(Lesetext)
★ ★ ★ ★

67Eine Videoverhandlung nach § 128a ZPO genügt dem Öffentlichkeitsgrundsatz, da sie am Gericht stattfindet, und die Parteien bzw. deren Vertreter nur aus der Ferne zugeschaltet werden. Eine voll virtuelle Verhandlung, die derzeit noch nicht möglich ist, aber de lege ferenda diskutiert wird, könnte etwa in einen Saal im Gericht oder sogar als Livestream übertragen werden.25 Ton- oder Filmaufnahmen zum Zweck der öffentlichen Vorführung oder Veröffentlichung sind nach geltendem Recht unzulässig (§ 169 Abs. 1 S. 2 GVG). Davon sind Abweichungen nur im Falle herausragender zeitgeschichtlicher Bedeutung des Verfahrens (§ 169 Abs. 2 GVG) und bei der Verkündung von Entscheidungen des Bundesgerichtshofs möglich (§ 169 Abs. 3 GVG).26
68Privat- und Geschäftsgeheimnisse sollen in einigen Fällen nicht der Öffentlichkeit zugänglich sein. Dabei sieht das Gerichtsverfassungsrecht selbst einige Ausnahmen vom Öffentlichkeitsgrundsatz zum Schutz der Privatsphäre oder im Interesse eines geordneten Ablaufs des Verfahrens vor (s. §§ 170–175 GVG). Durch das Gesetz zum Schutz von Geschäftsgeheimnissen (GeschGehG)27 werden Geschäftsgeheimnisse auch im Zivilprozess geschützt. Die Öffentlichkeit endet, wenn Abstimmung und Beratung des Gerichts stattfinden.
69Von der Öffentlichkeit für jedermann zu unterscheiden ist die sog. Parteiöffentlichkeit, die letztlich die Möglichkeiten der Parteien beschreibt, über den Ablauf des Verfahrens, die Handlungen des Gerichts und der Gegenseite jederzeit informiert zu sein. Sie drückt sich aus im Recht auf Akteneinsicht (§ 299) und insbesondere in der Möglichkeit, der Beweisaufnahme beizuwohnen (§ 357 Abs. 1). Das gilt auch für Beweisaufnahmen außerhalb des Haupttermins. Dieses Recht steht der sonstigen Öffentlichkeit nicht (vollumfänglich) zu.

★ ★ ★ ★

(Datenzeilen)

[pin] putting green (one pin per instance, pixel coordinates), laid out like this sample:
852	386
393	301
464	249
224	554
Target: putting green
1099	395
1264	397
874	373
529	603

★ ★ ★ ★

(Kurze Aufgabe) Wann endet laut Lesetext die Öffentlichkeit? Antworte bitte in einem Satz.

(Ergebnis der Aufgabe) Die Öffentlichkeit endet, wenn Abstimmung und Beratung des Gerichts stattfinden.